- [SOAL SINGKAT]: Tuliskan kembali bagian kutipan tentang jurnalisme ‘plat merah’ di bawah ini, mulai dari "Oleh: Robert Bala" sampai dengan "demi mendapatkan uang.", tanpa mengubah satu kata pun.

- [KUTIPAN]:
<<<<

Oleh: Robert Bala
Pemerhati Media, Kolumnis Harian Kompas, tinggal di Jakarta
Penulis Buku Menarik Fasilitator Menarik, Efektif, dan Aktual
Akhir-akhir ini di Lembata beredar informasi tentang jurnalisme ‘plat merah’. Disebutkan bahwa anggaran per bulan diperkirakan Rp 15 juta untuk membayar media yang ada. Yang jadi pertanyaan, apakah hal itu salah?
Menjawab pertanyaan ini sebenarnya tidak mudah. Kalau sudah diawali dengan klaim ‘penjilat’, maka logikanya tanggapan akan negatif. Setiap aksi ‘jilat-mejilat’ tentu tidak bisa dibenarkan. Lebih lagi kalau orang mengorbankan idealisme jurnalistik demi mendapatkan uang.
Tetapi sebagai orang yang cerdas, seharusnya pernyataan di atas ‘dikelola’ dengan lebih cerdas. Artinya, muara setiap tulisan bisa dipantau. Dengan demikian bukan soal ‘dibayar’ atau ‘tidak’, karena memang media perlu hidup. Media juga bertugas menyosialisasikan program pemerintah hal mana tentu saja dibutuhkan oleh pemerintah.
Yang jadi pertanyaan, bagaimana media ‘memainkan’ perannya dalam pemberitaan? Apa yang dihasilkan dari sebuah pemberitaan? Apakah ia bersifat seimbang atau lebih bersfat menyanjung dan menyembah dan jarang memberikan kritik konstruktif?
Analisis Kualitatif
Terkait informasi jurnalisme ‘plat merah’, maka verifikasi kepada para media tentu bukan sekadar ‘pernah terima uang atau tidak’. Kalau pertanyaan seperti itu, maka terlalu rendah. Malah orang yang berkoar-koar, dalam arti tertentu ketiak ia ‘bekerja’ dengan orang atau menjadi tenaga atau sekretaris pada seorang politisi ia juga bersifat ‘seimbang?’ Masalahnya ia ‘dibiayai. Apakah disebut sebagai jurnalis independen?

>>>>

- [DATA YANG DIBERIKAN]:
<<<<

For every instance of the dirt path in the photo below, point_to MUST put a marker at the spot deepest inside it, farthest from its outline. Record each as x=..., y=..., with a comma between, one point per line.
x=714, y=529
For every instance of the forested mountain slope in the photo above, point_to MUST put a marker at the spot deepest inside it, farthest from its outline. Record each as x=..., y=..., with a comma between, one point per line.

>>>>

- [HASIL PENGERJAAN]:
Oleh: Robert Bala
Pemerhati Media, Kolumnis Harian Kompas, tinggal di Jakarta
Penulis Buku Menarik Fasilitator Menarik, Efektif, dan Aktual
Akhir-akhir ini di Lembata beredar informasi tentang jurnalisme ‘plat merah’. Disebutkan bahwa anggaran per bulan diperkirakan Rp 15 juta untuk membayar media yang ada. Yang jadi pertanyaan, apakah hal itu salah?
Menjawab pertanyaan ini sebenarnya tidak mudah. Kalau sudah diawali dengan klaim ‘penjilat’, maka logikanya tanggapan akan negatif. Setiap aksi ‘jilat-mejilat’ tentu tidak bisa dibenarkan. Lebih lagi kalau orang mengorbankan idealisme jurnalistik demi mendapatkan uang.